▶ [Passage provided]:
"""

Increasing Cover of Lockdown to Affect Economy Adversely

The following graphs clearly indicate that there is another wave of coronavirus in India. The battle which India had almost won by flattening the corona curve is now again at our doors. Across states and cities citizens and the state governments as well as the administrations are not serious enough about it. Now across the country the most effective tool and weapon against the COVID19 outbreak is the social distancing but it seems to be a thing of past for the most. Most of the people are now completely relying COVID19 Vaccine but it is too early. Until and unless more than half of the population is vaccinated, complete dependence on vaccine would be risky proportion.

Cases are increasing in almost every state but states like Maharashtra and Kerala have performed the worst in this fight against the coronavirus. These two states have contributed almost 70% of daily total cases and 72% of total active cases in India. However, Maharashtra has completely failed in controlling another wave of COVID19. Districts like Pune, Nagpur, Mumbai, Thane and Nashik have contributed the most in the number of cases. In total numbers of daily cases Maharashtra’s share is more than 62%.

"""

▶ [Data for review]:
"""

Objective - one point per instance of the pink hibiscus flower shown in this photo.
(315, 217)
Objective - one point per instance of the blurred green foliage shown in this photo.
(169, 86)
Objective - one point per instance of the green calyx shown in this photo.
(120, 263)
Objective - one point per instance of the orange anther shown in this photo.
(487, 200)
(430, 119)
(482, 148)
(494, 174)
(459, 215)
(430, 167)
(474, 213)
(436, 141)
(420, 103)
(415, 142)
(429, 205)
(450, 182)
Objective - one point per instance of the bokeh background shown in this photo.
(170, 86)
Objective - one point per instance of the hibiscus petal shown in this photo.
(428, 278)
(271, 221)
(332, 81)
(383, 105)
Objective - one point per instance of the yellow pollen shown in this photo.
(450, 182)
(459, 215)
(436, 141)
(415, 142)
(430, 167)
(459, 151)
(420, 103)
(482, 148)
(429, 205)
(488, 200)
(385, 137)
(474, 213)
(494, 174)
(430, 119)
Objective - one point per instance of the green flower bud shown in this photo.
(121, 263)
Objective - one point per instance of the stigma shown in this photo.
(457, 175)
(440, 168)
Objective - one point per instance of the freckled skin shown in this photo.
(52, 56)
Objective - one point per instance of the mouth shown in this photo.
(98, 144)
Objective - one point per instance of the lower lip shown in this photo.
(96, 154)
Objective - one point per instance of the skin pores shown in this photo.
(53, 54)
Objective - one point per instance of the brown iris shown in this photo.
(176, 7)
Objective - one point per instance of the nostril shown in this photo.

"""

▶ [Work to complete]:
Copy everything in the article on India's coronavirus wave from "Cases are increasing" down to "more than 62%.". The records have no connection to the article on the coronavirus wave in India.

▶ [Exercise answer]:
Cases are increasing in almost every state but states like Maharashtra and Kerala have performed the worst in this fight against the coronavirus. These two states have contributed almost 70% of daily total cases and 72% of total active cases in India. However, Maharashtra has completely failed in controlling another wave of COVID19. Districts like Pune, Nagpur, Mumbai, Thane and Nashik have contributed the most in the number of cases. In total numbers of daily cases Maharashtra’s share is more than 62%.